● **任务 A**
读下面这篇关于土窑的文章,说说窑洞里的土坯为什么会变强、变硬。

● **阅读文章**
邵卫花
五月,晴空万里,在三荡五湖的中心,我与土窑进行了一次对话。当“三十六座桥,七十二座窑”成为锦溪镇的代言词时,这桥与窑的存在,便不同寻常了。十眼桥、槃亭桥,水乡的符号点缀着江南的风情。当站在白荡湖边的古窑前时,我的内心是苍凉的。那近十座土窑在即将失去生命、熄灭火焰的时候,是否还有活力可述?这些建成于二三十年代的土窑,在历经熊火烈焰的洗礼后,归于平静,就像曲终人散的舞台,咿呀之声远逝,只留下空荡荡、冷清清的舞台,曾经的高潮迭起、人山人海的场景,都已不复存在。
土窑,坐落在湖泊边。站在窑顶,能看到湖边的村庄,和远处同样的土窑。这是一片土窑群,大大小小的窑洞近十个,有独立的,也有相连的,其中相连的一大一小两个窑洞,被称为“母子窑”。拱形的窑洞,由一块块砖堆砌而成,没有任何黄沙水泥的参与,只是砖的叠加。那一行行砖错落有致,越往上,越向内合拢,慢慢合拢成有一尖顶的拱形。砖,是窑洞的躯体,也是窑洞的灵魂。以砖为炉,烧土成砖。劳作的窑夫,在窑火的熏染下,除了眼睛是亮的、牙齿是白的,其他都成炭黑色。他们就像土坯一样,经历了烈焰火炭的熏烤,已包裹了一层砖的颜色。
土窑的背面,就像土丘,上面杂草丛生。如不细看,可能不会发现上面有稀稀拉拉的几块砖铺成的仅限一人上去的小道。这条小道,窑夫曾经挑着水,来回无数。残阳、湖泊、丘上挑水的窑夫,这就是乡村古窑图。
土地是沉默的,它以自己的身躯承载了花开花落,承载了人间生死。大地、泥土衍生出来的万物,都以另一种形式、另一种状态,展露身姿。砖,源于土,却比土坚硬,比土牢固。窑洞内,土坯在烈焰的磨练下炙热,而窑夫从窑顶的放水口把水淋下。下面火焰熊熊,上面清水淋漓,土坯在水与火、冷与热的双重攻击下,逐渐改变了泥土的本质,变强,变硬。
一砖一瓦的烧铸,必有生死辗转的痛楚,在冰火两重天中成型、升华。
一窑一炉的造就,必有亘古不变的意念,在世间万象中坚守、永恒。
那精瘦的窑夫低着头,弓着背,双肩承受着重量,双手扶着挑水的绳子,把全部精神执着于脚下。水在桶内晃动,人在路上攀爬。一块块铺路砖被窑夫一次次走过,被一步步踩实、踩硬,直至被完全嵌入土内,与土窑融为一体。窑夫,亦是如此,与土窑融为一体。长期与窑为伍,与火为朋,与水为伴,修炼出了砖一样的气质,坚强,坚韧。

● **任务 B**
请把条目中从含有"the blue door."的那一行起,一直到条目最后一行为止的内容排成编号列表,空行不要。

● **按名称指点物体的条目**
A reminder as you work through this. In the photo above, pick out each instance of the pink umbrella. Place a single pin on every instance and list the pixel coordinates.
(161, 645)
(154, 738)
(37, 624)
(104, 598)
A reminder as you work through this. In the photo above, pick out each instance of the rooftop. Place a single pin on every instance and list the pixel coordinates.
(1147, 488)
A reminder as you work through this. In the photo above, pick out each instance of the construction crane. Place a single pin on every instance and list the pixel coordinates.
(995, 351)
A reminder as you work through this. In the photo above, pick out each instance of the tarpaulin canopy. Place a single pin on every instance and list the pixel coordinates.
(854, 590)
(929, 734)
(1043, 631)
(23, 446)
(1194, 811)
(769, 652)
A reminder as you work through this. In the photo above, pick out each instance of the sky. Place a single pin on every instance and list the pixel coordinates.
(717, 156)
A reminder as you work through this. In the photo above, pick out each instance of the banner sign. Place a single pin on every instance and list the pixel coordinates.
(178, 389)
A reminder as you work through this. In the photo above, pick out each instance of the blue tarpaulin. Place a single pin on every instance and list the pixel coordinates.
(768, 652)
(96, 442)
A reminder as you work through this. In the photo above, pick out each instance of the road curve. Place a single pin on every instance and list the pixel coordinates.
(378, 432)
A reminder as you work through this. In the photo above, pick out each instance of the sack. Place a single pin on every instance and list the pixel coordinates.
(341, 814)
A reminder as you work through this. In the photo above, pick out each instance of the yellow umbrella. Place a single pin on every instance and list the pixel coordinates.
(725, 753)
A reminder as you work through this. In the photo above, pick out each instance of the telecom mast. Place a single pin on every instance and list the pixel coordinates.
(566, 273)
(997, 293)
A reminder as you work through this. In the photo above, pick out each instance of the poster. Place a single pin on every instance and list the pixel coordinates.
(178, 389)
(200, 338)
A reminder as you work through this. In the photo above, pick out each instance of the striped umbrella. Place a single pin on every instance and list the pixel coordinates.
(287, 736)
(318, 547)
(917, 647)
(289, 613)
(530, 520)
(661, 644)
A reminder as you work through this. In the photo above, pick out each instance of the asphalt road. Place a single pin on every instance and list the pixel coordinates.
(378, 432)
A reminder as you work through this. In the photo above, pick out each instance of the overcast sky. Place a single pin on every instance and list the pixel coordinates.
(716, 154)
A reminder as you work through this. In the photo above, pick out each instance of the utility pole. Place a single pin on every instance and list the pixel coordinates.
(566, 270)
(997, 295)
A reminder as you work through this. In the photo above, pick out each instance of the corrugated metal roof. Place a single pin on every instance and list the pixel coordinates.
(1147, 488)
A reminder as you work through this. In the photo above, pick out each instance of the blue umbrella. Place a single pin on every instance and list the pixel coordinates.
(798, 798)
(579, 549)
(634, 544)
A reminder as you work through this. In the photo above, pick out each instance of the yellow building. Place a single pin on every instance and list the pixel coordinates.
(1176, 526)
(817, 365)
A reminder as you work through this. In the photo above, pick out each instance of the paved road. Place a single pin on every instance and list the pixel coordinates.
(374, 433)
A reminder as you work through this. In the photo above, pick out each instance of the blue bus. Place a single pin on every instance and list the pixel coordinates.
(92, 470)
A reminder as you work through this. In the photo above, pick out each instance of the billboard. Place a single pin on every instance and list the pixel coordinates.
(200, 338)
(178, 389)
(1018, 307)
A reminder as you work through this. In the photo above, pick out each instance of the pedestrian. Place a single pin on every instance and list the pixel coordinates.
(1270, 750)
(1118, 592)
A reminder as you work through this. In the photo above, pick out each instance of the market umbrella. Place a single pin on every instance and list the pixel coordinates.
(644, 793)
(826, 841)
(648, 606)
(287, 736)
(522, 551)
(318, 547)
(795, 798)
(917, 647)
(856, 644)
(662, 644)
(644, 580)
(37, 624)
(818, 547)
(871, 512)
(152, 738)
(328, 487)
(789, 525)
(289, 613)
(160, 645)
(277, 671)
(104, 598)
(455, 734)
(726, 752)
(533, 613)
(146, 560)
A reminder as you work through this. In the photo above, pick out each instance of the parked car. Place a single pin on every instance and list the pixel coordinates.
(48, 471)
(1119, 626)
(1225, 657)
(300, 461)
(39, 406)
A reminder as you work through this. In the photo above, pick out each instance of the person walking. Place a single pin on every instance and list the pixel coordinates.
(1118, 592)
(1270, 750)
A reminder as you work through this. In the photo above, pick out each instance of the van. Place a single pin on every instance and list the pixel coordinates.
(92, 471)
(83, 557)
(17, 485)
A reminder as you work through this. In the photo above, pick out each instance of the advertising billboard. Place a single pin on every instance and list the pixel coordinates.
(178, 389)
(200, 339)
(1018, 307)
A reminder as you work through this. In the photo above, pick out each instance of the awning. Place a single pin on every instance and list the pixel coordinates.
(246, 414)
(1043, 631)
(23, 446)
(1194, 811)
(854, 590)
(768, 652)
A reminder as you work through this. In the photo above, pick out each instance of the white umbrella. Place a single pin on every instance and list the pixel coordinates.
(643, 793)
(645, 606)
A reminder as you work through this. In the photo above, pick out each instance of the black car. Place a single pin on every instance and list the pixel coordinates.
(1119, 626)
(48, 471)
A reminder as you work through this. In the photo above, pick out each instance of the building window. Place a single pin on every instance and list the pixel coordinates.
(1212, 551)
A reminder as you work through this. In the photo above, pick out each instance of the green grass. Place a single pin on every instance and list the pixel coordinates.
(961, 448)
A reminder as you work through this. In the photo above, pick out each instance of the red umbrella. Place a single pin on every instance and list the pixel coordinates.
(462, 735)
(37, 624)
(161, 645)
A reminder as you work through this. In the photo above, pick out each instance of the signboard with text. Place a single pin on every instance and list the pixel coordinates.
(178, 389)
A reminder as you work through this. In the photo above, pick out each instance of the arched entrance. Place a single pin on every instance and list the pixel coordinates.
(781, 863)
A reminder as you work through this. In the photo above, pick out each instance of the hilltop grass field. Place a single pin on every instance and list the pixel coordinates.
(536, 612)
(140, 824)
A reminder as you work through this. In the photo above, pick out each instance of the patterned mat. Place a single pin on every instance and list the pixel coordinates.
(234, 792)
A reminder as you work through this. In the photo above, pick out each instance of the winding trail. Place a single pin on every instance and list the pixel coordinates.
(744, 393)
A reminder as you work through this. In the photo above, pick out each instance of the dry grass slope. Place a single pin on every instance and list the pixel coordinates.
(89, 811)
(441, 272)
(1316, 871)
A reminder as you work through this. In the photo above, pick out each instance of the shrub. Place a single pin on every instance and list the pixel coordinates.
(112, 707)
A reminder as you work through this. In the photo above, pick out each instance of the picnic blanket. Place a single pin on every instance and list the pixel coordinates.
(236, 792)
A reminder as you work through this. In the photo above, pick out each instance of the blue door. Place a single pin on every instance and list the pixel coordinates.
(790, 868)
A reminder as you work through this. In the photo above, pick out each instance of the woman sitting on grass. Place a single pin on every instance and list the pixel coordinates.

● **最终答案 A**
窑洞里,土坯下面有熊熊烈焰在烧,窑夫又从窑顶的放水口把清水淋下来。土坯在水与火、冷与热的双重攻击下,慢慢改变了泥土的本质,所以变强、变硬。

● **最终答案 B**
1. A reminder as you work through this. In the photo above, pick out each instance of the blue door. Place a single pin on every instance and list the pixel coordinates.
2. (790, 868)
3. A reminder as you work through this. In the photo above, pick out each instance of the woman sitting on grass. Place a single pin on every instance and list the pixel coordinates.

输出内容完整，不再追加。